**SET PROBLEM:** In the entries that follow, identify the line containing "[find] the team" and return it together with all later lines, exactly as they appear.

**EXTRACTED RECORDS:**
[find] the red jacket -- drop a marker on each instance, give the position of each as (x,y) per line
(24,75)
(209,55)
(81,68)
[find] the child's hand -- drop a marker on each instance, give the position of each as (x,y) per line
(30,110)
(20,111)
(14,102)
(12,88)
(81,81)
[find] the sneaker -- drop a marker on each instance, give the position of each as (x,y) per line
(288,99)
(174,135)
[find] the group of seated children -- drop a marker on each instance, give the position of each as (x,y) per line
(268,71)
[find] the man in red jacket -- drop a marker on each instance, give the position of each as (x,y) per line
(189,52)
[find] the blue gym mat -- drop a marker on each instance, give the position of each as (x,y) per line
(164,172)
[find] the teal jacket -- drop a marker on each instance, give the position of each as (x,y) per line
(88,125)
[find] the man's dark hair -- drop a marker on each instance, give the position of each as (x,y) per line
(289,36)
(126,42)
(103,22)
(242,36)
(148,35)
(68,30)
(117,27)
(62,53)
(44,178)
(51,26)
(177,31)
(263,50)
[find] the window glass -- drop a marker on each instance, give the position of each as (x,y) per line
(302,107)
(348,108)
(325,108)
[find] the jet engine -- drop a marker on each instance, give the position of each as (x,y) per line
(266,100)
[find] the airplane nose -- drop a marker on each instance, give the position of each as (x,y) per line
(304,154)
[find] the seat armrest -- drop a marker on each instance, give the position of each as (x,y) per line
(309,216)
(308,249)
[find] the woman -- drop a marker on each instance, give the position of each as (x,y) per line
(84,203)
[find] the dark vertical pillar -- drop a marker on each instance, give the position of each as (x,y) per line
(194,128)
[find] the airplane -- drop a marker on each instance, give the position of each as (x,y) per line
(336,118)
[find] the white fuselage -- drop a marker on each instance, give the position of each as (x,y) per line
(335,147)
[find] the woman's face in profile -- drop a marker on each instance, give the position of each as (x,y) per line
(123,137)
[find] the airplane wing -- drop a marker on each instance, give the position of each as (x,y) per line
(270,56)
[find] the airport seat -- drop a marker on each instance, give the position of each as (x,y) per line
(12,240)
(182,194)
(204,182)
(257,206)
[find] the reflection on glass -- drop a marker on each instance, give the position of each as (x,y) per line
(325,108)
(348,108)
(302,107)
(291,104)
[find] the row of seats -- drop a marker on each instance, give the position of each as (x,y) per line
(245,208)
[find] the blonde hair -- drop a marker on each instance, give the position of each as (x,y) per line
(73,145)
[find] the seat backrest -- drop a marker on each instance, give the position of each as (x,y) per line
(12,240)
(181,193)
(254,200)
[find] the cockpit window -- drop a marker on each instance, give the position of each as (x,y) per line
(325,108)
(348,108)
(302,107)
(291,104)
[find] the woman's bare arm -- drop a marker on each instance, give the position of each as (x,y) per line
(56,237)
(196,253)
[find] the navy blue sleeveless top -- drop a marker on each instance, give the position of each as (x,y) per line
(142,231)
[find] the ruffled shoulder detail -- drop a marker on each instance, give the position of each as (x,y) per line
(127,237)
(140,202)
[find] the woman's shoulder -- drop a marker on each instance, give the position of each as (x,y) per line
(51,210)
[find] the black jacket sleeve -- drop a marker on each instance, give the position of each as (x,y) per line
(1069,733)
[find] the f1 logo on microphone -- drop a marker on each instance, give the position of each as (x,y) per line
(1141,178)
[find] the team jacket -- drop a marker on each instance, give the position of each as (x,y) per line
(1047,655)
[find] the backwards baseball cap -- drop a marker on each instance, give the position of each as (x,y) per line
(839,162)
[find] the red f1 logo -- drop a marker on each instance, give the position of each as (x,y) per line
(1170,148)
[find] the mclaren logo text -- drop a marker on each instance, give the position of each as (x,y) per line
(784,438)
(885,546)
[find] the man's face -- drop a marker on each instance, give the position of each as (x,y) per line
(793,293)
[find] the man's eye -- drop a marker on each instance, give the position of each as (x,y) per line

**WRITTEN SOLUTION:**
[find] the team jacket -- drop a marker on each instance, give the position of each as (x,y) per line
(1047,655)
[find] the backwards baseball cap -- drop a marker on each instance, give the position of each as (x,y) per line
(839,162)
[find] the red f1 logo -- drop a marker on each instance, give the position of each as (x,y) per line
(1170,148)
[find] the mclaren logo text -- drop a marker on each instance, give the position of each as (x,y) per line
(784,438)
(885,546)
[find] the man's face -- drop a marker on each instance, give the position of each as (x,y) per line
(793,293)
[find] the man's eye -- drop a marker on each instance, give the position of each as (x,y) per line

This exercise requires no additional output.